Exercise 1.
Answer these from the cutoffs thread:
(a) What container did CryptKeeper fill with pieces of wood 8 inches or less in length?
(b) Of which wood does richgreer keep virtually every scrap?
(c) How small a piece can Sawdust2 make a pen out of?
Exercise 2. Rewrite the cutoffs thread from "## Sawdust2 (Mar" up to and including "plywood/osb/mdf, I toss it.", putting "bottle stopper" in place of "pen".

--- begin Reading text ---

# What is the shortest cutoff you save?



## CryptKeeper (Apr 28, 2010)

Over the past 6 to 8 weeks I have been cleaning up my shop and pulling things out of storage. Last night I was surprised when I realized that I filled a 31 gal Rubbermaid tote with pieces of wood 8 inches or less in length (the widths also varied) and there are scraps of plywood in there as well - there is no telling how old some of this is but in years gone past a lot of this would have found it's way to my fireplace.

Anyway, now I am curious, what everyone else's criteria is for saving cutoffs?


----------



## richgreer (Dec 25, 2009)

My cutoffs tend to accumulate. Eventually I have a lot more cutoffs than I will ever need. At that point I start culling out the shorter cutoffs until the pile is down to a manageable size. That means that my criteria changes depending on how much I need to get rid of.

My criteria also varies by the type of wood. I only keep large pieces of pine and plywood. My criteria for domestic hardwoods is not as strict and I keep virtually every scrap of expensive exotics. They can always be used as a small accent piece.


----------



## Kindlingmaker (Sep 29, 2008)

Everything can be used for something, sometime… just got to have the space and organization!
(I don't have either but still save everything anyway.)


----------



## Gregn (Mar 26, 2010)

I keep about all my cutoffs. The scrap barrels are free for the kids to use and you never know when you need a small piece for a glue block or something. But every once in a while you have to burn some of it cause it adds up fast.


----------



## CryptKeeper (Apr 28, 2010)

To this point it seems like I keep everything and every time I think about getting rid of some I end-up apologizing to a piece. If it is for nothing other than raising something off of the work bench.


----------



## Tim_456 (Jul 22, 2008)

I have two cut off piles. The first is the set of cut offs that are of significant size and/or wood quality to keep them around. The second pile is the cut offs that I know probably will never get used but I just don't have the heart to toss 'em. That's the pile that the kids know they can steal from when making their own projects with their handsaws and glue.


----------



## Sawdust2 (Mar 18, 2007)

If it is as small as 2.5" I can make a pen out of it.
96 the small plywood.
Lee


----------



## tyskkvinna (Mar 23, 2010)

If it's less than 6×12" and plywood/osb/mdf, I toss it.

If it's hardwood, I won't chuck it till it's less than 1 square inch. And then sometimes it's up to whether or not it's "usable". I'm a horrible example because of what I make. Miniatures use so much less wood than big things.

--- end Reading text ---
--- begin Records supplied ---

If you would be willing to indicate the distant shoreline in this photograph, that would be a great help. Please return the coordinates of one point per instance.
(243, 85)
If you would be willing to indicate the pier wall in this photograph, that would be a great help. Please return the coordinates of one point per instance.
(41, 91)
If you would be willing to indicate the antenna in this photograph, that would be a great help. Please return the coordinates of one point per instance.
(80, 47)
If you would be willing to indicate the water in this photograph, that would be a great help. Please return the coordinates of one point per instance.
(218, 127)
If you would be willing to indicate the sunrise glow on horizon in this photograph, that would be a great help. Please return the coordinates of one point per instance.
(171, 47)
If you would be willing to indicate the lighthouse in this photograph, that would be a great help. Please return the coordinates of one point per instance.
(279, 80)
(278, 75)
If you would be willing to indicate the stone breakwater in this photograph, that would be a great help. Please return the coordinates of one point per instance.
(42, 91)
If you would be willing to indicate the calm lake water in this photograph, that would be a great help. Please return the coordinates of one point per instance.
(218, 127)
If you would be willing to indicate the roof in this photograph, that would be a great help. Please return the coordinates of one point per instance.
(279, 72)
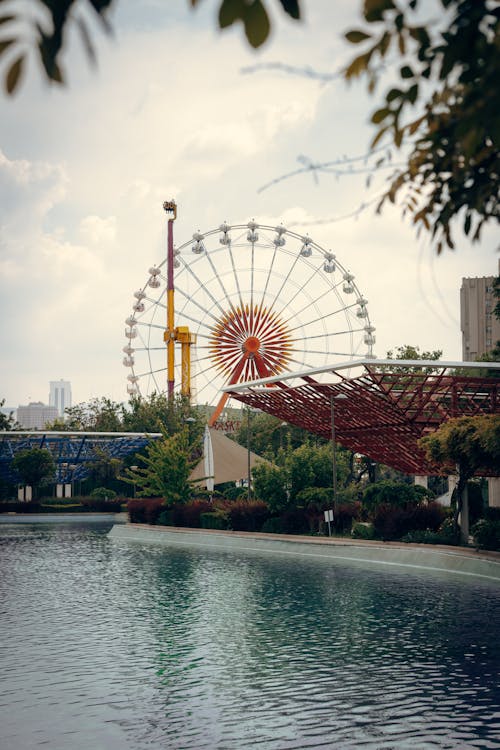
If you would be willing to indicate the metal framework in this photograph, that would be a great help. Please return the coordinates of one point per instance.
(73, 452)
(383, 409)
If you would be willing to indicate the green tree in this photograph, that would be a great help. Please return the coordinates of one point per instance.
(97, 415)
(443, 107)
(47, 24)
(6, 421)
(34, 466)
(467, 446)
(165, 470)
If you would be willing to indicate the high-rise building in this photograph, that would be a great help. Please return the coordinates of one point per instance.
(35, 416)
(60, 395)
(480, 327)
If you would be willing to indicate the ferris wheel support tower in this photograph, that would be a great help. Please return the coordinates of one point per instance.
(172, 333)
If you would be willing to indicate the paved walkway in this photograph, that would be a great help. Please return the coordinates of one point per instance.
(442, 558)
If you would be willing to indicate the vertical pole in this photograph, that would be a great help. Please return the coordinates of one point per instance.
(249, 492)
(171, 209)
(170, 311)
(334, 457)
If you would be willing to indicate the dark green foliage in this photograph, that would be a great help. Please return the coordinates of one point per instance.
(392, 522)
(345, 515)
(101, 505)
(145, 510)
(449, 75)
(487, 534)
(15, 506)
(247, 516)
(189, 514)
(273, 525)
(34, 466)
(362, 531)
(215, 520)
(392, 493)
(103, 493)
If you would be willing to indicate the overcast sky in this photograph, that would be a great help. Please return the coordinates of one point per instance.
(173, 112)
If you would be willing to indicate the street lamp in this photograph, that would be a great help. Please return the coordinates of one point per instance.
(333, 399)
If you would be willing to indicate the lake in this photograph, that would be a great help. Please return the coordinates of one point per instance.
(109, 644)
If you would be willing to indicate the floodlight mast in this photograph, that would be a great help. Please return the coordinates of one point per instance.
(173, 333)
(170, 209)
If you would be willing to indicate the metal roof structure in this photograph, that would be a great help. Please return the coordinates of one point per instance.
(380, 408)
(73, 452)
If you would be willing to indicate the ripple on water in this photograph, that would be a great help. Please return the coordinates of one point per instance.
(112, 645)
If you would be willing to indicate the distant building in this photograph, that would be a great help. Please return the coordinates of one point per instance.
(36, 415)
(60, 395)
(480, 327)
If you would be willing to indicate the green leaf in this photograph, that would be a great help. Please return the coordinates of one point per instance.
(356, 36)
(394, 94)
(374, 9)
(14, 75)
(380, 115)
(257, 25)
(231, 11)
(291, 7)
(5, 44)
(412, 93)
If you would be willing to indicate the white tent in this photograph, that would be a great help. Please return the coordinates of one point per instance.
(223, 460)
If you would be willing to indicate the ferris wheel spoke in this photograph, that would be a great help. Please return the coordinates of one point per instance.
(257, 304)
(289, 301)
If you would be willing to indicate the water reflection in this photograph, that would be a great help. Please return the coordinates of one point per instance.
(109, 644)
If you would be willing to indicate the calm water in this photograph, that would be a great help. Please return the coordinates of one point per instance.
(118, 645)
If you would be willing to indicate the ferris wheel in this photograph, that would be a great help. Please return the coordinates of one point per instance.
(251, 301)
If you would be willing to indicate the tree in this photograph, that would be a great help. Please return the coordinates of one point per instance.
(34, 465)
(6, 421)
(166, 467)
(48, 24)
(448, 81)
(469, 446)
(97, 415)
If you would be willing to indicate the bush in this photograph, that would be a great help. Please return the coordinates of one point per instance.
(395, 494)
(362, 531)
(247, 516)
(215, 520)
(345, 515)
(145, 510)
(98, 505)
(486, 534)
(102, 493)
(392, 522)
(273, 525)
(189, 514)
(17, 507)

--- end Records supplied ---

Reply 1.
(a) A 31 gal Rubbermaid tote.
(b) Expensive exotics.
(c) As small as 2.5".

Reply 2.
## Sawdust2 (Mar 18, 2007)

If it is as small as 2.5" I can make a bottle stopper out of it.
96 the small plywood.
Lee


----------



## tyskkvinna (Mar 23, 2010)

If it's less than 6×12" and plywood/osb/mdf, I toss it.